*WAS GEFRAGT IST:* Gib alle Zeilen der folgenden Daten zurück, in denen das Wort „flower“ vorkommt. Groß- und Kleinschreibung sind dabei zu beachten.

*BEREITGESTELLTE DATEN:*
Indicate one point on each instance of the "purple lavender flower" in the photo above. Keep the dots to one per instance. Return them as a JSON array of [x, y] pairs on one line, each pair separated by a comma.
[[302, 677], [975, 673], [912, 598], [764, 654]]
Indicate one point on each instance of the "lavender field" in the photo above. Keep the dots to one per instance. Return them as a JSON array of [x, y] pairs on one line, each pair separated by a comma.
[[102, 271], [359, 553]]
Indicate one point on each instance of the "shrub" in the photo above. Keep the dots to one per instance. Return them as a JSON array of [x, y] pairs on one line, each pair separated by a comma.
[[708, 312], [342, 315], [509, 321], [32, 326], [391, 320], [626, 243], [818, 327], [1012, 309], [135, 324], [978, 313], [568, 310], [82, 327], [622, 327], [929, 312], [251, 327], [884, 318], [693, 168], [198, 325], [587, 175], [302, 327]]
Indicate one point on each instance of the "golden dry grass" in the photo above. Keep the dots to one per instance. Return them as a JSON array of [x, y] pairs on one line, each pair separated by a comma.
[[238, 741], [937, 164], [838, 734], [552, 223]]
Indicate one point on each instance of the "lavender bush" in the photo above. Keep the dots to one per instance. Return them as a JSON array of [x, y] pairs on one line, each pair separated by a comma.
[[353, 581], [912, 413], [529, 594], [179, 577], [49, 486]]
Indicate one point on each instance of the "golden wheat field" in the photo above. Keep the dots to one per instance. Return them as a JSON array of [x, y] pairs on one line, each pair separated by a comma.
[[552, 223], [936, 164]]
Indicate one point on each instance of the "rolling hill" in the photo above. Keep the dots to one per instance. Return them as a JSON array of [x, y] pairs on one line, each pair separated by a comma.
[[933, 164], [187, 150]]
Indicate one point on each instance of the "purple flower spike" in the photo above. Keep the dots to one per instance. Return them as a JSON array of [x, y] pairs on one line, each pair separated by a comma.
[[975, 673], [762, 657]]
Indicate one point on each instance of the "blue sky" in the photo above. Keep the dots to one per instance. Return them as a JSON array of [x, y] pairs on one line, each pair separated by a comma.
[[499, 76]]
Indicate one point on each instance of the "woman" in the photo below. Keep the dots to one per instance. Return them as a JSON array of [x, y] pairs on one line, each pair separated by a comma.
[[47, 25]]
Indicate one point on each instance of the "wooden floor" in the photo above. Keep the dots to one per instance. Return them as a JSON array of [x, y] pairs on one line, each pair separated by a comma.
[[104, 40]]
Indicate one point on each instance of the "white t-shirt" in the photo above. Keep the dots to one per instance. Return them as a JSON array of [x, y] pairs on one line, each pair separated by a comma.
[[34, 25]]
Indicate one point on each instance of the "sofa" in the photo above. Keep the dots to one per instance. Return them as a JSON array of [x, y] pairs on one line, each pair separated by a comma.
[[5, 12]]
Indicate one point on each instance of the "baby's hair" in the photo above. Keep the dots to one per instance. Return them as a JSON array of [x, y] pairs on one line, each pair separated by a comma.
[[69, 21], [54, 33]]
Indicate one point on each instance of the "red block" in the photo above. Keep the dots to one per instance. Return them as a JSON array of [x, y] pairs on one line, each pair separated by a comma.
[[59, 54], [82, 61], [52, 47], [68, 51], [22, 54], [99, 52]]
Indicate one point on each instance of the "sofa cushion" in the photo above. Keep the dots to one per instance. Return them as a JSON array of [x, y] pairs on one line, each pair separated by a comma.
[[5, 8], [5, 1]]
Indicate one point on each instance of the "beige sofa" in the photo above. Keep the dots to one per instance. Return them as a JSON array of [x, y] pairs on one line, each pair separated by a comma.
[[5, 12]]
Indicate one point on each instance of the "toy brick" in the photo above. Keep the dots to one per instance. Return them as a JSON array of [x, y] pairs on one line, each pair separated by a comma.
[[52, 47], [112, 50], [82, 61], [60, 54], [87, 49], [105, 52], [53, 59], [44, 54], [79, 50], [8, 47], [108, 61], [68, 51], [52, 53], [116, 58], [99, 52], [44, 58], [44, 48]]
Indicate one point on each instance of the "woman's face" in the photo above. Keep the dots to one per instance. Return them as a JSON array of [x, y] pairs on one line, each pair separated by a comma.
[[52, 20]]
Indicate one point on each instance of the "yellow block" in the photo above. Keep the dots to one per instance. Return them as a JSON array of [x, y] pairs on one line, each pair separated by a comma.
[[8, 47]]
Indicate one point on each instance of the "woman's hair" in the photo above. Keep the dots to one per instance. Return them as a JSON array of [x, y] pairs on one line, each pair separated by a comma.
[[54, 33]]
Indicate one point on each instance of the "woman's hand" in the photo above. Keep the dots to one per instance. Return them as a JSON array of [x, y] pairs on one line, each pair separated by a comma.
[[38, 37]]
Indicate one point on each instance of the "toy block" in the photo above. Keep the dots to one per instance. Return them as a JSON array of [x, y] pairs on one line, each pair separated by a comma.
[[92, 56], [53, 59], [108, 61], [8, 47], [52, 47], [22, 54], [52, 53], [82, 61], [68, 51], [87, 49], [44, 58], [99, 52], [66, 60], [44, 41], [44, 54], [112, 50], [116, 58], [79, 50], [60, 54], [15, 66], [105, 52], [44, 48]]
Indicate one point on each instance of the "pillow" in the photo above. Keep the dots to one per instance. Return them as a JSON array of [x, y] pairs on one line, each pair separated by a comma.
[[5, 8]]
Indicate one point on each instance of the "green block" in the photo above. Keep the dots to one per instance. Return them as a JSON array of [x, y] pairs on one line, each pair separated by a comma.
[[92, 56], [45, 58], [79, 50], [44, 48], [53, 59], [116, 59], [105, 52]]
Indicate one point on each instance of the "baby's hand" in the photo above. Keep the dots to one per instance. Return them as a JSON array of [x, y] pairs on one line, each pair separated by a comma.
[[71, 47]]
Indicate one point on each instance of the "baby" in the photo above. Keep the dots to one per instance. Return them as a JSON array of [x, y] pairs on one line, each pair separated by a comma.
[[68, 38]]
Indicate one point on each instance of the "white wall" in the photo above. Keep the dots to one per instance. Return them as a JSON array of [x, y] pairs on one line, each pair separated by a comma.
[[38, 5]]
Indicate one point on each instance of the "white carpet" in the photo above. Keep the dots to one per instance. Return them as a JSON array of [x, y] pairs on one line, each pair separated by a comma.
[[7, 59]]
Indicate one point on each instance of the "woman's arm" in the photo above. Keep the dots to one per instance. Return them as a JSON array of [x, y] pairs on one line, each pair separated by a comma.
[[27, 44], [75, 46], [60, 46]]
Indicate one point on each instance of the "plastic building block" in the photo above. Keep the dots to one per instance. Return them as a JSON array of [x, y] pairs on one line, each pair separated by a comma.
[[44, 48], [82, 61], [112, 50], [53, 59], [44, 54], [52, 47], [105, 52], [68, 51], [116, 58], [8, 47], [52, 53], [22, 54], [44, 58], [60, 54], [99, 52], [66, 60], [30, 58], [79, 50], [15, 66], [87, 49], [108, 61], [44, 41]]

*LÖSUNG:*
Indicate one point on each instance of the "purple lavender flower" in the photo above. Keep the dots to one per instance. Return them as a JSON array of [x, y] pairs on one line, each pair separated by a comma.
Indicate one point on each instance of the "purple flower spike" in the photo above. Keep the dots to one per instance. Return them as a JSON array of [x, y] pairs on one line, each pair separated by a comma.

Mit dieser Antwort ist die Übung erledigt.